Copy out the lines starting at the beginning of the entries and ending at the line containing "Trace every instance of the light", with both ends included.

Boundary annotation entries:
--

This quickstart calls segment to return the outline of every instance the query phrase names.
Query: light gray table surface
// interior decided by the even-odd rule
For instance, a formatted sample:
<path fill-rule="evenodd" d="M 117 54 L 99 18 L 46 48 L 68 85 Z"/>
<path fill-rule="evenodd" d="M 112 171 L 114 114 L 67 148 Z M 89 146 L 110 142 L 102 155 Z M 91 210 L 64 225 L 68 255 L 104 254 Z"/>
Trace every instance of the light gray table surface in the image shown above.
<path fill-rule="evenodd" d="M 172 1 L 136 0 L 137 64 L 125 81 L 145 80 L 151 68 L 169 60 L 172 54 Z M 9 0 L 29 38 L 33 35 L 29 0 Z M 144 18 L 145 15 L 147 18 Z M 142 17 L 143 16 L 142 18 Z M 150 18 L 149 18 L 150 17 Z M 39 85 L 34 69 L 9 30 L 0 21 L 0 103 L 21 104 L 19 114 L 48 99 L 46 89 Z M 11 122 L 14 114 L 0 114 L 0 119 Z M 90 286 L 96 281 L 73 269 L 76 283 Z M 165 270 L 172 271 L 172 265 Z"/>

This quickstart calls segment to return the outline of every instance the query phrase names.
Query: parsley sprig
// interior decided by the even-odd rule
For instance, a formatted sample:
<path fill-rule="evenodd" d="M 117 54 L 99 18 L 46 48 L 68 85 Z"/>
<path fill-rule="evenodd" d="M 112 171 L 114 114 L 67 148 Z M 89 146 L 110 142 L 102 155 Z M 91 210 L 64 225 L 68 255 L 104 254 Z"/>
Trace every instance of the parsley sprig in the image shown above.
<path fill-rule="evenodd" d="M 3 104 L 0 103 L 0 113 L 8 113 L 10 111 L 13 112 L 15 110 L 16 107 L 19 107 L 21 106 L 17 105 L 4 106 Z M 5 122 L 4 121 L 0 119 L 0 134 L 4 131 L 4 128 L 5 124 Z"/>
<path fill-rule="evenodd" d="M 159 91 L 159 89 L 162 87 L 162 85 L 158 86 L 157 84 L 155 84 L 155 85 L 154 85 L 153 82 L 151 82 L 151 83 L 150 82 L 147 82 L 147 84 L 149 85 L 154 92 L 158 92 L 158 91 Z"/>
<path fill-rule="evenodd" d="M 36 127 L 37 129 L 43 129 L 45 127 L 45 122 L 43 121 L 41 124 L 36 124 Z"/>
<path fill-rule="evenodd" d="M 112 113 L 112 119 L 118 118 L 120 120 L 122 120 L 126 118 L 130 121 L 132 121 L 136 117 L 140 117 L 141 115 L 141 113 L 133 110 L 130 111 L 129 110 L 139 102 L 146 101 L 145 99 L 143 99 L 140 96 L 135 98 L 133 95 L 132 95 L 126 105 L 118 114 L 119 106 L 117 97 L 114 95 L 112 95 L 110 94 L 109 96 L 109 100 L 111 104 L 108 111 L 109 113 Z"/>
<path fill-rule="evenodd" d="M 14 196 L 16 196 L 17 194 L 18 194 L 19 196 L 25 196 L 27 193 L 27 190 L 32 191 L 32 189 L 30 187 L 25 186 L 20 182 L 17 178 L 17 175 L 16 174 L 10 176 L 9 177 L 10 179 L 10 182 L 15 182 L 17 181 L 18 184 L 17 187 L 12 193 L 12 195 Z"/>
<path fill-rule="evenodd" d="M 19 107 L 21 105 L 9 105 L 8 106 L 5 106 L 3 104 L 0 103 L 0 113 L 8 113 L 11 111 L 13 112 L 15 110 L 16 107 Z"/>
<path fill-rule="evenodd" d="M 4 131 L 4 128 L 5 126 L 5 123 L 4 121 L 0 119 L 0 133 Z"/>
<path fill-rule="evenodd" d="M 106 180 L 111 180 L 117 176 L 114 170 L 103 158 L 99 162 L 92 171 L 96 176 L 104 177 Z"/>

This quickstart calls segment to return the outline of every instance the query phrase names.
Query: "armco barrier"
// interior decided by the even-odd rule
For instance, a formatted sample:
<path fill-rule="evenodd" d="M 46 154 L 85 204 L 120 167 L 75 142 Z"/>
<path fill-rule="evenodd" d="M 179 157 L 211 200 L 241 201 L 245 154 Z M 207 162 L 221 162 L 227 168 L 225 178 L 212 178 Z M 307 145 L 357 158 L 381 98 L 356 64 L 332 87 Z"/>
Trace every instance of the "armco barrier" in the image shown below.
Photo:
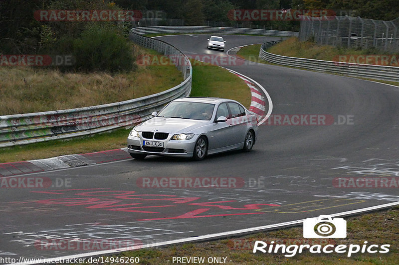
<path fill-rule="evenodd" d="M 0 116 L 0 147 L 66 139 L 132 126 L 149 119 L 171 101 L 188 96 L 193 69 L 189 59 L 173 46 L 132 33 L 140 45 L 172 56 L 184 81 L 160 93 L 124 101 L 73 109 Z"/>
<path fill-rule="evenodd" d="M 259 58 L 267 62 L 279 65 L 340 74 L 351 77 L 399 82 L 399 67 L 288 57 L 266 51 L 268 48 L 279 42 L 279 41 L 271 41 L 263 43 L 259 50 Z"/>
<path fill-rule="evenodd" d="M 191 91 L 193 74 L 188 58 L 168 43 L 140 35 L 179 32 L 298 35 L 295 32 L 242 28 L 178 26 L 133 28 L 131 39 L 170 56 L 182 72 L 183 82 L 160 93 L 122 102 L 73 109 L 0 116 L 0 147 L 70 138 L 131 127 L 149 119 L 152 112 L 159 110 L 171 100 L 188 96 Z"/>
<path fill-rule="evenodd" d="M 210 34 L 251 34 L 268 36 L 298 36 L 295 31 L 283 31 L 255 28 L 231 28 L 222 27 L 202 27 L 200 26 L 162 26 L 134 28 L 134 32 L 143 34 L 151 33 L 203 33 Z"/>

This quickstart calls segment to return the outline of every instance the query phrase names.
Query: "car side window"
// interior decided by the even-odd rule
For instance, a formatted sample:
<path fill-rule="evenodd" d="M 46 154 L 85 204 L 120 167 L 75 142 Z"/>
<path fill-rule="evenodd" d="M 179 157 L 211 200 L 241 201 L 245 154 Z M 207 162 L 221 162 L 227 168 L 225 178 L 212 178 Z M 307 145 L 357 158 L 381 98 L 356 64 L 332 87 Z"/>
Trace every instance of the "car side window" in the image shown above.
<path fill-rule="evenodd" d="M 245 112 L 245 110 L 244 109 L 244 107 L 239 104 L 238 105 L 238 106 L 240 107 L 240 111 L 241 111 L 241 116 L 246 115 L 246 112 Z"/>
<path fill-rule="evenodd" d="M 222 116 L 224 116 L 227 119 L 229 118 L 228 109 L 227 108 L 227 105 L 225 103 L 222 103 L 219 105 L 219 106 L 217 107 L 217 111 L 216 112 L 216 119 Z"/>
<path fill-rule="evenodd" d="M 231 118 L 235 118 L 236 117 L 239 117 L 242 116 L 242 112 L 240 109 L 240 106 L 236 103 L 230 102 L 228 102 L 228 106 L 230 108 L 230 111 L 231 112 Z"/>

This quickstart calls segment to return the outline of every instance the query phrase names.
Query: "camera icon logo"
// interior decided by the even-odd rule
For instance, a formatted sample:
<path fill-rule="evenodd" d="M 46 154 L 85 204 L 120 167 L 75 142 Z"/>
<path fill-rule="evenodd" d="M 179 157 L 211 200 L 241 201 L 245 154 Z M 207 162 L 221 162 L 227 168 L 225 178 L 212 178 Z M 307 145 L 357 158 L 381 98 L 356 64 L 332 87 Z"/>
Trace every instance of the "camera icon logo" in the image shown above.
<path fill-rule="evenodd" d="M 307 218 L 303 221 L 305 238 L 345 238 L 346 221 L 344 218 L 331 218 L 331 215 L 320 215 Z"/>

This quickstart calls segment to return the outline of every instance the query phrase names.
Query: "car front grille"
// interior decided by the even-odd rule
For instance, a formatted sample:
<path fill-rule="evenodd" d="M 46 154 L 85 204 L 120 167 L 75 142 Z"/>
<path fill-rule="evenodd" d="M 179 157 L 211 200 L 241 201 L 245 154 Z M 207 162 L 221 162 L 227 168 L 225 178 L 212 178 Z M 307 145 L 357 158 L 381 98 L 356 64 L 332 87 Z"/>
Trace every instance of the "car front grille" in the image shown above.
<path fill-rule="evenodd" d="M 133 149 L 134 150 L 141 151 L 141 149 L 140 149 L 140 146 L 138 146 L 137 145 L 129 145 L 129 148 L 130 149 Z"/>
<path fill-rule="evenodd" d="M 169 136 L 169 134 L 167 133 L 155 133 L 155 136 L 154 138 L 157 140 L 165 140 Z"/>
<path fill-rule="evenodd" d="M 143 132 L 141 133 L 141 136 L 143 136 L 143 138 L 153 139 L 154 133 L 152 132 Z"/>
<path fill-rule="evenodd" d="M 149 146 L 143 146 L 143 150 L 147 152 L 156 152 L 161 153 L 165 149 L 163 147 L 150 147 Z"/>

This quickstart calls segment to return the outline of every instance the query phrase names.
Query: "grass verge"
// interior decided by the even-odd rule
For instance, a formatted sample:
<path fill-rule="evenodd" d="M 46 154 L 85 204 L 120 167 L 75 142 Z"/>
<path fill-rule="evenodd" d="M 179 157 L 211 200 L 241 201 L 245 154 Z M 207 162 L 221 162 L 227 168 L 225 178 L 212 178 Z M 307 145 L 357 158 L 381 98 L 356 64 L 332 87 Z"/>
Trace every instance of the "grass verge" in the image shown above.
<path fill-rule="evenodd" d="M 293 227 L 269 232 L 262 232 L 239 238 L 216 240 L 207 242 L 186 243 L 170 247 L 127 251 L 112 256 L 117 257 L 138 257 L 140 264 L 173 264 L 173 257 L 225 257 L 226 263 L 231 265 L 324 264 L 335 265 L 397 265 L 399 260 L 399 207 L 359 216 L 346 218 L 347 222 L 347 236 L 346 239 L 313 239 L 303 237 L 302 227 Z M 327 244 L 335 246 L 350 244 L 363 246 L 375 244 L 381 246 L 389 244 L 390 252 L 387 254 L 355 254 L 348 257 L 347 251 L 344 254 L 312 254 L 309 249 L 292 257 L 285 257 L 281 250 L 278 253 L 252 253 L 255 242 L 270 241 L 289 246 L 295 244 L 309 244 L 310 246 Z M 334 248 L 330 248 L 334 249 Z M 347 251 L 348 248 L 347 248 Z M 374 249 L 380 250 L 378 249 Z M 288 252 L 285 253 L 288 255 Z M 106 260 L 104 257 L 103 260 Z M 231 262 L 230 261 L 231 261 Z M 176 261 L 175 263 L 176 263 Z M 111 263 L 106 263 L 106 264 Z M 216 264 L 217 263 L 204 263 Z"/>
<path fill-rule="evenodd" d="M 238 51 L 237 53 L 237 55 L 245 60 L 256 62 L 257 63 L 272 65 L 279 65 L 285 67 L 289 67 L 290 68 L 303 69 L 300 67 L 292 67 L 291 66 L 276 65 L 260 59 L 259 58 L 259 51 L 260 49 L 260 46 L 261 44 L 254 44 L 243 47 Z M 300 42 L 298 41 L 298 39 L 296 37 L 293 37 L 287 39 L 270 47 L 267 51 L 271 53 L 284 56 L 314 59 L 324 61 L 333 61 L 334 57 L 336 58 L 337 56 L 343 54 L 359 55 L 378 54 L 378 52 L 373 51 L 372 50 L 359 50 L 353 49 L 339 49 L 330 46 L 319 46 L 313 42 Z M 303 69 L 307 71 L 313 71 L 306 69 Z M 398 82 L 386 81 L 384 80 L 379 80 L 369 78 L 355 78 L 399 86 L 399 83 Z"/>
<path fill-rule="evenodd" d="M 249 107 L 249 88 L 244 82 L 227 70 L 198 61 L 192 62 L 193 79 L 191 95 L 228 97 Z M 160 67 L 162 67 L 161 66 Z M 162 77 L 167 76 L 161 70 Z M 172 87 L 171 86 L 170 87 Z M 90 153 L 125 147 L 130 129 L 120 129 L 68 140 L 53 140 L 0 149 L 0 163 L 41 159 L 54 156 Z"/>
<path fill-rule="evenodd" d="M 133 45 L 134 55 L 155 51 Z M 0 68 L 1 115 L 94 106 L 164 91 L 183 81 L 174 65 L 138 65 L 111 75 L 62 73 L 31 67 Z"/>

--

*Full answer:*
This quickstart calls segment to return the outline of every instance the query phrase names.
Query: light gray table surface
// interior decided by the even-odd rule
For instance, a formatted sample:
<path fill-rule="evenodd" d="M 117 54 L 99 18 L 46 48 L 68 85 Z"/>
<path fill-rule="evenodd" d="M 112 171 L 114 114 L 67 148 Z M 89 146 L 110 142 L 102 155 Z M 91 210 L 64 225 L 68 255 L 104 254 Z"/>
Trace every instance of the light gray table surface in the image shown above.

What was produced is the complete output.